## Article:
^^^^
Can somebody help me understand and solve this implicit differentiation problem? Find y^1 by implicit differentiation: (x^2)y=2x+siny
how far do you get?
and is that really a y^1?
find y' i think is what it means
oh no, its derivative, i just wasn't sure how to type it out
its a single quote :)
haha thanks
most of the time, implicits confusion is a result of not having a suitable understanding of a derivative to begin with. no offense
try this; what is the derivative of x^3 ?
yea, i admit i have problems with this, lol. i think, 3x^2?
close, but i never stated the derivative "with respect to x" so you instinctively threw out the derived bit
it is 3x^2 x'
try this one, derivative of: 2y^2
i'll try saying 4y?
youve got the thought down, but you keep throwing away your derived bit. it is: 4y y'
oh shoot. yea, i guess i forget that part. how do u get y', again?
the confusion lies in this: \[\frac{d}{dx}(x^3)=\frac{dx}{dx}\ 3x^2\] but since we derive with respect to "x"; and dx/dx = 1. you are used to discarding it without a thought
\[\frac{d}{dx}(2y^2)=\frac{dy}{dx}\ 4y\] the derived bit here doesnt go away since you have no idea what its value is
wow, u understand my train of thought better than i understand myself, lol
:) as long as you can retrain yourself to do derivatives correctly, implicits pose no problem
thats true. the thing that sucks about calculus is that it keeps building up on ur previous knowledge :(
\[x^2y=2x+sin(y)\] \[\frac{d}{dx}[x^2y=2x+sin(y)]\] \[\frac{d}{dx}[x^2y]=\frac{d}{dx}[2x]+\frac{d}{dx}[sin(y)]\] \[\frac{d}{dx}[x^2y]=\frac{dx}{dx}2+\frac{dy}{dx}cos(y)\] \[\frac{d}{dx}[x^2y]=2+\frac{dy}{dx}cos(y)\] the only trick now is how to apply a product rule, but you already know the product rule right?
[fg]'=f'g+fg' right? what happens when we change the letters? [xy]'=x'y+xy'
nothing changes
\[\frac{d}{dx}[x^2y]=2+\frac{dy}{dx}cos(y)\] \[\frac{d}{dx}[x^2]y+x^2\frac{d}{dx}[y]=2+\frac{dy}{dx}cos(y)\] \[\frac{dx}{dx}2xy+x^2\frac{dy}{dx}1=2+\frac{dy}{dx}cos(y)\] \[2xy+x^2\frac{dy}{dx}=2+\frac{dy}{dx}cos(y)\] do you follow that?
the rest is just algebra to get to the dy/dx
oh so, would y'=(2-2xy)/x^2-cosy?
i believe so
yay! would u mind helping through an even more complex but simlar problem?
i got the time
thanks. here it is: find y" by implicit differentiation: x^4y^4=3
whoops, i meant to put x^4 + y^4 = 3
\[[x^4+y^4=3]'\] \[[x^4]'+[y^4]'=[3]'\] what would we do from here?
^^^^
## Records provided:
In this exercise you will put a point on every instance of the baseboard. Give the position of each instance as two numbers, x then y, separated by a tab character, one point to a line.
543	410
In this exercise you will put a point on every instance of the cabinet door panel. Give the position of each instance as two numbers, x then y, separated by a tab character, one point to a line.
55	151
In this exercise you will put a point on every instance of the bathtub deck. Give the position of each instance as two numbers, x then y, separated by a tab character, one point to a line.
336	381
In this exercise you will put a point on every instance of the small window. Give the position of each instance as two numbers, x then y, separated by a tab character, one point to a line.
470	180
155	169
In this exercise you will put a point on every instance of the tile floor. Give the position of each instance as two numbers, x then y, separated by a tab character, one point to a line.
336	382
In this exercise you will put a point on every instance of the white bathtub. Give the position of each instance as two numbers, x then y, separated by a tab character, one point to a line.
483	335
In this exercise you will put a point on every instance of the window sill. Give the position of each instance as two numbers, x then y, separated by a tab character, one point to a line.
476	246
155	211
^^^^
## Given request:
Copy out the thread starting at the words "haha thanks" and ending after "derivative of x^3 ?", substituting "trouble" for "confusion". The material has no connection to the thread.

## Written answer:
haha thanks
most of the time, implicits trouble is a result of not having a suitable understanding of a derivative to begin with. no offense
try this; what is the derivative of x^3 ?